WHAT NEEDS TO BE DONE:
From the listing that follows, extract every line and set it down unaltered.

[Opening DATASET RECORDS section]

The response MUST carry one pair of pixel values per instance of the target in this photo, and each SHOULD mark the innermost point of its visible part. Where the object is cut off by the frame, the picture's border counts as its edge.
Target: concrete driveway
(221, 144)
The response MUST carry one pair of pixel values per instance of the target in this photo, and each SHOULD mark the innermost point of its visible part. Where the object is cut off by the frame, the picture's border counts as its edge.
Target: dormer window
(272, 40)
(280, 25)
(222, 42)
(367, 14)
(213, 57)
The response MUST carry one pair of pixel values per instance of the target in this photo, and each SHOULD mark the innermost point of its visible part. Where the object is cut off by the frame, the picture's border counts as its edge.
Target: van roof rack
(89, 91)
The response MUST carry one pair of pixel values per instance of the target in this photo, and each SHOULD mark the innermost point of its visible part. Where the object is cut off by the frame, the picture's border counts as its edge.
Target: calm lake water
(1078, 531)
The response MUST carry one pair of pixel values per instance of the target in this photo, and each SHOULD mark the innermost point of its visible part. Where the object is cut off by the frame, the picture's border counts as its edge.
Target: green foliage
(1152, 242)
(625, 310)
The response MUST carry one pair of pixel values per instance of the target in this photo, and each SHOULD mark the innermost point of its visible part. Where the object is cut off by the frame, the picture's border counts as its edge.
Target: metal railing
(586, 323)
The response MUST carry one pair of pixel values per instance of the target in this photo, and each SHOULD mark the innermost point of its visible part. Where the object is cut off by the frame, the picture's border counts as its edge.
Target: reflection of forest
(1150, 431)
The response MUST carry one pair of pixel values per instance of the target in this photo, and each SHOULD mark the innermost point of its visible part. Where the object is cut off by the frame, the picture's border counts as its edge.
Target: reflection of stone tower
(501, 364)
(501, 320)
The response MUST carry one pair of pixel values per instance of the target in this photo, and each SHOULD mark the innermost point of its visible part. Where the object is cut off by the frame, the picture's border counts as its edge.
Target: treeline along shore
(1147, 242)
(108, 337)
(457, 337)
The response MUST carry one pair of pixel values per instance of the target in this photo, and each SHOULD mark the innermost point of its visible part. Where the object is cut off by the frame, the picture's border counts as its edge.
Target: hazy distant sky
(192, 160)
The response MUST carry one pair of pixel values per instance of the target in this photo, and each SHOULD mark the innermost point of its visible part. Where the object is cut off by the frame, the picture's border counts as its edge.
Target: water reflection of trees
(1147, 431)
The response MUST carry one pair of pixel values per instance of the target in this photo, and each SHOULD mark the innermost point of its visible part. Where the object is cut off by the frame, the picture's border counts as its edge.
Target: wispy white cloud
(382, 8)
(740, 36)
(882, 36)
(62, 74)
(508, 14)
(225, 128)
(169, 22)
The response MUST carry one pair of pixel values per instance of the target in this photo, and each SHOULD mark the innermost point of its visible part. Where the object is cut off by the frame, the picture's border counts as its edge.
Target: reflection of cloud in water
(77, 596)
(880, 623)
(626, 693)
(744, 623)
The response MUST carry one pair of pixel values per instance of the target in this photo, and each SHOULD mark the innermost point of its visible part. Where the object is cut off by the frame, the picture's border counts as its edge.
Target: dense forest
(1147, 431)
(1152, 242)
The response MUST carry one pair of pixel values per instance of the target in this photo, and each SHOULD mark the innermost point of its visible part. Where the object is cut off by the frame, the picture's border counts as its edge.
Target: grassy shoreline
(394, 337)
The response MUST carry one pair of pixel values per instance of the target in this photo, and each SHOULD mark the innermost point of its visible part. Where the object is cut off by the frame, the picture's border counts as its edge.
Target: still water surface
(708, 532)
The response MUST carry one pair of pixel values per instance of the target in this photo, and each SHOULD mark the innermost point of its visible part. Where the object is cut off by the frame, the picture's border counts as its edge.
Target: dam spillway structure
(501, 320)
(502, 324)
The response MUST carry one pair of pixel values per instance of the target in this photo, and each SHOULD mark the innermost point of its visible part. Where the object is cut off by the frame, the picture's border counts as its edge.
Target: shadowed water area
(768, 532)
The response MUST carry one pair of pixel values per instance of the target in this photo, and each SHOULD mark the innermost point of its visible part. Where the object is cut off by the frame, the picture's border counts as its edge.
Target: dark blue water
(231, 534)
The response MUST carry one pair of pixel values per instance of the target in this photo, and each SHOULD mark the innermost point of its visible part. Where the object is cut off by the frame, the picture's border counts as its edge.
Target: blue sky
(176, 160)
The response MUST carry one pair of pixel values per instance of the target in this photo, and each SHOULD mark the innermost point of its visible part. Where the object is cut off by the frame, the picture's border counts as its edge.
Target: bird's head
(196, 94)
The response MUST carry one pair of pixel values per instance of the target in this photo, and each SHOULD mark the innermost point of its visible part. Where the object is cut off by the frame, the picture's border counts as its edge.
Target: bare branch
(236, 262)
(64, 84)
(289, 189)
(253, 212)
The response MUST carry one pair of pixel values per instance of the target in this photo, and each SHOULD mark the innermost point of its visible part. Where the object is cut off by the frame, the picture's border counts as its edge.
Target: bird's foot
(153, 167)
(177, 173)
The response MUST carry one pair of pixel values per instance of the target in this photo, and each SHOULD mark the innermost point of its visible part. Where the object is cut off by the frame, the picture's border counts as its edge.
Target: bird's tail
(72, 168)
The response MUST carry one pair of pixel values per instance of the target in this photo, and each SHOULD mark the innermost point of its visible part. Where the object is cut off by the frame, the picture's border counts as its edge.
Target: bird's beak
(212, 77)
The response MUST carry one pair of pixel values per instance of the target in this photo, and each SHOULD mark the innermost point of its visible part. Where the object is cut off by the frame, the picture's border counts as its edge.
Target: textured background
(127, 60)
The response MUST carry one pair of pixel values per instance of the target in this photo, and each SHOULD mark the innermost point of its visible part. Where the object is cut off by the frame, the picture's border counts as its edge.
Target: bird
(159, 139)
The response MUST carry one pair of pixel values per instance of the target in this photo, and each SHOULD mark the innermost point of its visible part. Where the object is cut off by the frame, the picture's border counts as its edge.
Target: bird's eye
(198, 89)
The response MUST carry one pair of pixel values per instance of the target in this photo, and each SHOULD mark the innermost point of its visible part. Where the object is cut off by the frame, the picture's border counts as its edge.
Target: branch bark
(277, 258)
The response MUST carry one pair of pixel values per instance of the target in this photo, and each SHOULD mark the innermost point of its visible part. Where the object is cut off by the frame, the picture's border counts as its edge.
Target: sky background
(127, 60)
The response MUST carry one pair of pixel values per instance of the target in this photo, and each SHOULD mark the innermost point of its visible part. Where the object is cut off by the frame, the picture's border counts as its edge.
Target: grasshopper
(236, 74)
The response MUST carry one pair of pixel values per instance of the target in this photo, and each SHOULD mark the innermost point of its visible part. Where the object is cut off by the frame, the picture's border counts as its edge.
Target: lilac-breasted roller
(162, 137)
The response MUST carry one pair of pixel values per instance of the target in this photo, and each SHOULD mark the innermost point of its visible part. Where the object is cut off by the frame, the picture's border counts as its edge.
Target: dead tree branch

[Closing DATASET RECORDS section]

SOLUTION TO THIS EXERCISE:
The response MUST carry one pair of pixel values per instance of the target in this photo, and each SHOULD mark the innermost point of its visible part. Where the object is cut off by the frame, the picture's border counts as its edge.
Target: concrete driveway
(221, 144)
The response MUST carry one pair of pixel values per instance of the target in this photo, and each SHOULD mark the innermost point of its visible part. Where the object is cut off by the frame, the picture's border counts as its edge.
Target: dormer window
(272, 40)
(280, 25)
(222, 42)
(367, 14)
(213, 57)
The response MUST carry one pair of pixel values per instance of the target in this photo, and each SHOULD mark the innermost point of its visible part. Where the object is cut off by the frame, the picture's border counts as its edge.
Target: van roof rack
(89, 91)
The response MUST carry one pair of pixel values per instance of the target in this photo, and each SHOULD mark the innermost point of its visible part. Where the object is cut off by the frame, the picture's border counts as its edge.
Target: calm lake water
(1078, 531)
The response MUST carry one pair of pixel values per instance of the target in this photo, and each SHOULD mark the innermost point of its visible part. Where the object is cut off by the frame, the picture's border counts as its edge.
Target: green foliage
(1152, 242)
(625, 310)
The response MUST carry one pair of pixel values per instance of the target in this photo, and each SHOULD mark the innermost point of its visible part. Where the object is cut off by the frame, the picture's border counts as its edge.
Target: metal railing
(586, 323)
The response MUST carry one pair of pixel values per instance of the target in this photo, and each SHOULD mark the innermost point of its visible part. Where the object is cut off by the frame, the picture's border counts as its edge.
Target: reflection of forest
(1150, 431)
The response MUST carry one pair of pixel values per instance of the target in this photo, and each SHOULD mark the innermost point of its visible part. Where the object is cut off by the frame, the picture's border counts as its edge.
Target: reflection of stone tower
(501, 364)
(501, 320)
The response MUST carry one pair of pixel values per instance of the target in this photo, and each SHOULD mark the innermost point of its visible part. Where the object is cut off by the frame, the picture's border counts as its edge.
Target: treeline along shore
(1147, 242)
(108, 337)
(457, 337)
The response MUST carry one pair of pixel values per instance of the target in this photo, and each SHOULD mark the innermost point of its visible part. Where the object is cut off by the frame, the picture's border counts as its edge.
Target: hazy distant sky
(192, 160)
The response MUST carry one pair of pixel values per instance of the target in this photo, and each SHOULD mark the innermost point of its visible part. Where the object is cut off by the frame, the picture's border counts as its edge.
Target: water reflection of trees
(1147, 431)
The response MUST carry one pair of pixel values per instance of the target in this photo, and each SHOULD mark the innermost point of its visible part. Where the object is cut off by the frame, the picture's border counts as its edge.
Target: wispy white cloud
(382, 8)
(740, 36)
(882, 36)
(62, 74)
(508, 14)
(225, 128)
(169, 22)
The response MUST carry one pair of pixel values per instance of the target in this photo, and each SHOULD mark the innermost point of its visible part. Where the object is cut off by the frame, the picture's border counts as its edge.
Target: reflection of cloud in water
(77, 596)
(880, 623)
(626, 693)
(744, 623)
The response MUST carry one pair of pixel values per instance of the target in this photo, and each SHOULD mark the innermost point of its visible part. Where the object is cut off by the frame, the picture's border counts as its edge.
Target: dense forest
(1147, 431)
(1152, 242)
The response MUST carry one pair of pixel values per instance of the target in this photo, and each SHOULD mark the innermost point of its visible part. Where the object is cut off by the frame, the picture's border counts as its edge.
Target: grassy shoreline
(394, 337)
The response MUST carry one pair of pixel values per instance of the target in this photo, and each SHOULD mark the innermost point of its visible part. Where the object is cut off by the frame, the picture's border counts as its edge.
Target: still water surface
(708, 532)
The response MUST carry one pair of pixel values per instance of the target in this photo, and each SHOULD mark the innermost point of its visible part. Where the object is cut off by the frame, the picture's border counts as its edge.
Target: dam spillway structure
(501, 320)
(502, 324)
The response MUST carry one pair of pixel values per instance of the target in this photo, and each SHOULD mark the innermost point of its visible part. Where the object is cut off by the frame, the picture's border counts as its edge.
Target: shadowed water area
(768, 532)
The response MUST carry one pair of pixel values per instance of the target in this photo, and each SHOULD mark the innermost point of its visible part. Where the object is cut off by the frame, the picture's border counts as its edge.
Target: dark blue water
(231, 534)
The response MUST carry one pair of pixel values per instance of the target in this photo, and each SHOULD mark the innermost point of its visible part. Where the object is cut off by the frame, the picture's border counts as its edge.
Target: blue sky
(176, 160)
The response MUST carry one pair of pixel values per instance of the target in this photo, and each SHOULD mark the innermost point of its visible part. Where the object is cut off by the frame, the picture's border counts as its edge.
Target: bird's head
(196, 94)
The response MUST carry one pair of pixel values per instance of the target in this photo, and each SHOULD mark the innermost point of its visible part. Where the object is cut off by the frame, the picture's border counts as its edge.
Target: bare branch
(236, 262)
(64, 84)
(289, 189)
(253, 212)
The response MUST carry one pair of pixel values per instance of the target in this photo, and each SHOULD mark the innermost point of its visible part. Where the object is cut off by the frame, the picture's border counts as its edge.
Target: bird's foot
(153, 167)
(177, 173)
The response MUST carry one pair of pixel values per instance of the target in this photo, and each SHOULD mark the innermost point of its visible part. Where the object is cut off by the frame, the picture's border counts as its edge.
Target: bird's tail
(72, 168)
The response MUST carry one pair of pixel values per instance of the target in this photo, and each SHOULD mark the innermost point of its visible part. Where the object is cut off by the frame, the picture's border counts as its edge.
Target: bird's beak
(212, 77)
The response MUST carry one pair of pixel values per instance of the target in this photo, and each SHOULD mark the innermost point of its visible part. Where the object is cut off by the frame, the picture's border counts as its edge.
Target: textured background
(127, 60)
The response MUST carry one pair of pixel values per instance of the target in this photo, and each SHOULD mark the innermost point of its visible part. Where the object is cut off by the frame, the picture's border counts as its edge.
Target: bird
(159, 139)
The response MUST carry one pair of pixel values per instance of the target in this photo, and each SHOULD mark the innermost point of its visible part. Where the object is cut off by the frame, the picture's border counts as its edge.
Target: bird's eye
(198, 89)
The response MUST carry one pair of pixel values per instance of the target in this photo, and each SHOULD mark the innermost point of its visible part. Where the object is cut off by the frame, the picture's border counts as its edge.
Target: branch bark
(277, 258)
The response MUST carry one pair of pixel values per instance of the target in this photo, and each SHOULD mark the innermost point of its visible part. Where the object is cut off by the frame, the picture's border counts as its edge.
Target: sky background
(127, 60)
The response MUST carry one pair of pixel values per instance of the target in this photo, and each SHOULD mark the innermost point of its visible part. Where the object is cut off by the frame, the picture's border counts as its edge.
Target: grasshopper
(236, 74)
The response MUST carry one pair of pixel values per instance of the target in this photo, and each SHOULD mark the innermost point of its visible part. Where the object is cut off by the frame, the picture's border counts as its edge.
Target: lilac-breasted roller
(162, 137)
The response MUST carry one pair of pixel values per instance of the target in this photo, and each SHOULD mark the innermost point of its visible part. Where the object is cut off by the frame, the picture's border counts as its edge.
Target: dead tree branch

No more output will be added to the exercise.